━━━ Material provided ━━━

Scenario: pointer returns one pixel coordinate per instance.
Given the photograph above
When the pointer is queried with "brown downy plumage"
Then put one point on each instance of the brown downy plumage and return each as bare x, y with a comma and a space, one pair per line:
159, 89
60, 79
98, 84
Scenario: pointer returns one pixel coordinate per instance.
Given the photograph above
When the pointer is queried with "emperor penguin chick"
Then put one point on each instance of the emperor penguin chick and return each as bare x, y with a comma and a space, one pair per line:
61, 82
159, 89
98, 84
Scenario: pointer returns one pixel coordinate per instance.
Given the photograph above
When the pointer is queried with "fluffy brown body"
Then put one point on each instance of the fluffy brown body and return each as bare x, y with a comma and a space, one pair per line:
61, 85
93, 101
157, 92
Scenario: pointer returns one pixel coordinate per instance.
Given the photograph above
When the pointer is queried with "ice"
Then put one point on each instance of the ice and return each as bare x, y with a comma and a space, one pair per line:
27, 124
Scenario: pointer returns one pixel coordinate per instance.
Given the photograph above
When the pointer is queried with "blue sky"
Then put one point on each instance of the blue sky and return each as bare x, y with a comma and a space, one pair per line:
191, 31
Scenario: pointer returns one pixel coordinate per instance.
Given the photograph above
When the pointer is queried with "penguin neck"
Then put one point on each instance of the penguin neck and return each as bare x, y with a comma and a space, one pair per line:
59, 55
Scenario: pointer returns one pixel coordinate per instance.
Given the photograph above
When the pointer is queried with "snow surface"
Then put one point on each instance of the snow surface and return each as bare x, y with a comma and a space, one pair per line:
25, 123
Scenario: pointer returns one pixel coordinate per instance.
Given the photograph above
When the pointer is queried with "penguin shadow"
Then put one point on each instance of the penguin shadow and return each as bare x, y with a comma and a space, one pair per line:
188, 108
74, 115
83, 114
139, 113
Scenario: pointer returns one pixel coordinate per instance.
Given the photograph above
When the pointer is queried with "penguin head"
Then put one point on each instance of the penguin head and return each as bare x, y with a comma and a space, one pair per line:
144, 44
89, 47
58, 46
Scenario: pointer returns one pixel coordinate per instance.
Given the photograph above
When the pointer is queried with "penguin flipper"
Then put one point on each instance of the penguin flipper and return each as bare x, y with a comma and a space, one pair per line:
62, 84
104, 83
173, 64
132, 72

━━━

Stated task: Pull out every line of the data above that contains the word "emperor", and treat uppercase and lowercase letters as different.

Task solution:
When the pointer is queried with "emperor penguin chick"
Then put one point on each instance of the emperor penguin chick and return each as bare x, y with a comma and a space, one pair per line:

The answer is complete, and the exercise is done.